### TRECHO DO TEXTO:
────────────────────────────────────────
Maior parte são valores irrecuperáveis

Certamente é assustador o montante do contencioso tributário no Brasil, R$ 3,3 trilhões, equivalente à metade de um PIB anual, mas é preciso ter em mente que não se trata de um número real. Algo entre 60% e 80% desse valor é irrecuperável, pois está atrelado a empresas quebradas, falidas, sem bens que possam gerar qualquer expectativa de recuperação dos créditos. É enganoso, então, pensar que há R$ 3,3 trilhões a receber. Na realidade, talvez haja R$ 1 trilhão, ou nem isso. Seria importante o governo fazer uma grande revisão e admitir que jamais vai receber boa parte desses valores, deixando a partir disso de investir tempo e dinheiro nos casos perdidos para priorizar aqueles em que há a perspectiva real de receber. Essa revisão poderia contribuir muito para reduzir a duração dos processos envolvendo contencioso tributário, que tem sido, em média, de dez anos.

Muitas normas dúbias

O Brasil arrecada cerca de R$ 1,4 trilhão em tributos federais por ano e vem gerando R$ 150 bilhões ao ano de contencioso tributário. Ou seja, mais de 10% da arrecadação. É uma proporção muito alta. Esses números são como uma febre, indício de uma doença que não está sendo tratada corretamente. E quais são as causas que precisam ser atacadas com urgência? A principal é que temos uma legislação dúbia, em que o contribuinte fica sujeito a interpretações diversas, sem que o governo consiga oferecer uma estrutura adequada de esclarecimento dessas interpretações. Além da imprecisão, há também uma quantidade enorme de normas. Acompanhar tudo isso sem estar sujeito a equívocos, ou a interpretações diferentes por parte da fiscalização, é praticamente impossível.
────────────────────────────────────────
### PROBLEMA:
Reproduza fielmente o trecho do texto sobre o contencioso tributário que começa nas palavras "Certamente é assustador" e termina depois de "de dez anos.".

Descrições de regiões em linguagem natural
────────────────────────────────────────
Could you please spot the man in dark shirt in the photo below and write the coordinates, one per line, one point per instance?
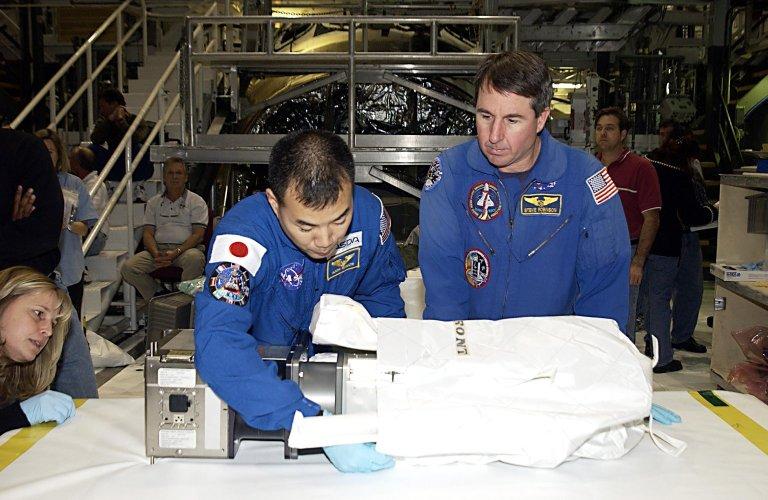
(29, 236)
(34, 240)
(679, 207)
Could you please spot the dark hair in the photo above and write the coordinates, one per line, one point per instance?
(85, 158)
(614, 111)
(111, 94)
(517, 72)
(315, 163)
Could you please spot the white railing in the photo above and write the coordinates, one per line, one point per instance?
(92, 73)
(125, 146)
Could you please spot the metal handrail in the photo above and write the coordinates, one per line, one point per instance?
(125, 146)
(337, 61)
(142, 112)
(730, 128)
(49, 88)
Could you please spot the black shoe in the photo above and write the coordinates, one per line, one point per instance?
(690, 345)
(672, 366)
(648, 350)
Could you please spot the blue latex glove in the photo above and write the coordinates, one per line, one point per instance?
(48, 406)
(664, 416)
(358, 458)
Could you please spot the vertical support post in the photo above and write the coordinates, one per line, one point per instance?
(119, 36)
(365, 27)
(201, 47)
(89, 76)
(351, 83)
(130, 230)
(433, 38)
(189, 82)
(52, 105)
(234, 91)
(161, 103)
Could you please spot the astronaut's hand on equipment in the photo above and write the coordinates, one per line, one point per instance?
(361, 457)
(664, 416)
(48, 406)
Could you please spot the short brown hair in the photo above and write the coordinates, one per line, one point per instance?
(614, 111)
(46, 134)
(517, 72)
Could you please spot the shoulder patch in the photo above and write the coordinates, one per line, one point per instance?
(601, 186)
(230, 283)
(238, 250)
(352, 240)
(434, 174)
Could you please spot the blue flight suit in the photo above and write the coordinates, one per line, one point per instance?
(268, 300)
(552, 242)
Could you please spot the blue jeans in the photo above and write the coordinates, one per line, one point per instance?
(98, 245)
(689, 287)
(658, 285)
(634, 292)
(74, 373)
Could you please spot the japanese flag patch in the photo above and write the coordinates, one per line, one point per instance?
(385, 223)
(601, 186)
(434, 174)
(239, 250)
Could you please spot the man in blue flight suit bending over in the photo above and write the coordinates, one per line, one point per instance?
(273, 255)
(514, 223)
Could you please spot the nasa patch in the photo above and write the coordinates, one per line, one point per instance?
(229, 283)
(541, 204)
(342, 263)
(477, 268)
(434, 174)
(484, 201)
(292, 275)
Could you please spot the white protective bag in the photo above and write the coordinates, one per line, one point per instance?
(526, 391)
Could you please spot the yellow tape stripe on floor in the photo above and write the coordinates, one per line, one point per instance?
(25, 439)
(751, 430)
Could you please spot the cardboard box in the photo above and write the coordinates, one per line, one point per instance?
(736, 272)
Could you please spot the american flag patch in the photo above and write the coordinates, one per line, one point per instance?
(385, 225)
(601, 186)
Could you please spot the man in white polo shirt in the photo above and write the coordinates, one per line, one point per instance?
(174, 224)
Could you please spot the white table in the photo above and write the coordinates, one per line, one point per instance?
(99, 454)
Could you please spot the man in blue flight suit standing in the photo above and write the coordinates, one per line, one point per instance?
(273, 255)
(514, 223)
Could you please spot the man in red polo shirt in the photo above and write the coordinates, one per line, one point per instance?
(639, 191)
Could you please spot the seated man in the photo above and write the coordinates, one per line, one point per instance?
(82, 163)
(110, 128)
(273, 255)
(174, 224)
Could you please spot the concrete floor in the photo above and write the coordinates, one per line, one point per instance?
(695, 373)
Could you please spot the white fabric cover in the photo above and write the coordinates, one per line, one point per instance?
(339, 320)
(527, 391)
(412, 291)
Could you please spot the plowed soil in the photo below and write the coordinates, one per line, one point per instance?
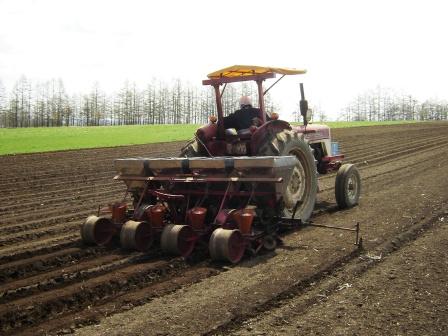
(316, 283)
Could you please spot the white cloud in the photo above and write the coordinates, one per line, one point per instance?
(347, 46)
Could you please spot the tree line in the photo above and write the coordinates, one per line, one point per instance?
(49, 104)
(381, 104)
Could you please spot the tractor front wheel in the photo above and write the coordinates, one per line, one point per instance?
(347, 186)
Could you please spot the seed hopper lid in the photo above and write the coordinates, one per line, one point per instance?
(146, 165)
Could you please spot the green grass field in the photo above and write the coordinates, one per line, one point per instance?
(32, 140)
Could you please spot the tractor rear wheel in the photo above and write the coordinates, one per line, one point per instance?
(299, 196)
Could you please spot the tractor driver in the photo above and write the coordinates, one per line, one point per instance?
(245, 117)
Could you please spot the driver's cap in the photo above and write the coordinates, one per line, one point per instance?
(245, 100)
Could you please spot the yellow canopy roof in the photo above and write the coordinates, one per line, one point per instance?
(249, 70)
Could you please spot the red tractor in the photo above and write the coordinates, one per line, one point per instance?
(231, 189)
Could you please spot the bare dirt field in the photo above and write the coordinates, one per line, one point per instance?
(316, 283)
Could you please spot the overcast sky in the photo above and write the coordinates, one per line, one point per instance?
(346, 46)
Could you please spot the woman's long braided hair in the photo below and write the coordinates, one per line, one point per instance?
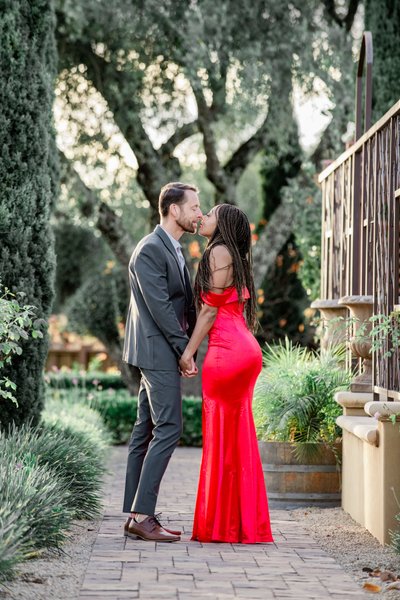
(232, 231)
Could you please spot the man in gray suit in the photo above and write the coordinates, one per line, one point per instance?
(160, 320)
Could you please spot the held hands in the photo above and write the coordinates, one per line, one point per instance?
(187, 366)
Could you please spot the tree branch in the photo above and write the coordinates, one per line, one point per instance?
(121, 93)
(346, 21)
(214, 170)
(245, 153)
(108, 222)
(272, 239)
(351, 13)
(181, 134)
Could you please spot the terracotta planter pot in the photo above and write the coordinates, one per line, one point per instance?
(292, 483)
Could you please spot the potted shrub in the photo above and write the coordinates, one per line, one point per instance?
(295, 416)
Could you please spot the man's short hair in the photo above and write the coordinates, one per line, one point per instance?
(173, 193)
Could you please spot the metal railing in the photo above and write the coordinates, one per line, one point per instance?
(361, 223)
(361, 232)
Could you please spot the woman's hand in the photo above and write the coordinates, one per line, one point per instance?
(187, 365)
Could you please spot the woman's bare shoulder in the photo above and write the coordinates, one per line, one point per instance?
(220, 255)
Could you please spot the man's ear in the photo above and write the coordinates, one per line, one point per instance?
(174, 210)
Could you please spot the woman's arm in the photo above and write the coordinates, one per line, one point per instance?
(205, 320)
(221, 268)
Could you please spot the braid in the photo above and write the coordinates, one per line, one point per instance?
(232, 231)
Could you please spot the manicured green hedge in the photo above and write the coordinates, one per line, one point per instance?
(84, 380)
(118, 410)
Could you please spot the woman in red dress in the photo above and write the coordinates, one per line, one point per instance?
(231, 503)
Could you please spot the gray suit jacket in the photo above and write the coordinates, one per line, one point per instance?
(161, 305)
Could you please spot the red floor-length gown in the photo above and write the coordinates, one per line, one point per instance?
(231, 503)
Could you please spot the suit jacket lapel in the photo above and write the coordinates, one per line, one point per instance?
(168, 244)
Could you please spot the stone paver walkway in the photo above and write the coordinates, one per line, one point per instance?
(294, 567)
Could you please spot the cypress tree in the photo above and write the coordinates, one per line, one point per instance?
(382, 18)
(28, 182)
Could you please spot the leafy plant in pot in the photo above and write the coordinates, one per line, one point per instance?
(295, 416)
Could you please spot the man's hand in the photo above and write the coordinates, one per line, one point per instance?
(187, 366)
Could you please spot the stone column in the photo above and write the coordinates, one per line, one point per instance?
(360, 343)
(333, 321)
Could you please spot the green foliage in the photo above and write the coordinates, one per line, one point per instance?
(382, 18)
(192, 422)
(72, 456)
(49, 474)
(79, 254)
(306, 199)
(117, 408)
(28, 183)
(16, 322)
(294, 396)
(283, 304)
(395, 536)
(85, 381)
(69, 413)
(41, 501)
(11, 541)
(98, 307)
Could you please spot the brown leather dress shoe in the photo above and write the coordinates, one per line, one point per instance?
────────────────────────────────────────
### RESPOSTA:
Certamente é assustador o montante do contencioso tributário no Brasil, R$ 3,3 trilhões, equivalente à metade de um PIB anual, mas é preciso ter em mente que não se trata de um número real. Algo entre 60% e 80% desse valor é irrecuperável, pois está atrelado a empresas quebradas, falidas, sem bens que possam gerar qualquer expectativa de recuperação dos créditos. É enganoso, então, pensar que há R$ 3,3 trilhões a receber. Na realidade, talvez haja R$ 1 trilhão, ou nem isso. Seria importante o governo fazer uma grande revisão e admitir que jamais vai receber boa parte desses valores, deixando a partir disso de investir tempo e dinheiro nos casos perdidos para priorizar aqueles em que há a perspectiva real de receber. Essa revisão poderia contribuir muito para reduzir a duração dos processos envolvendo contencioso tributário, que tem sido, em média, de dez anos.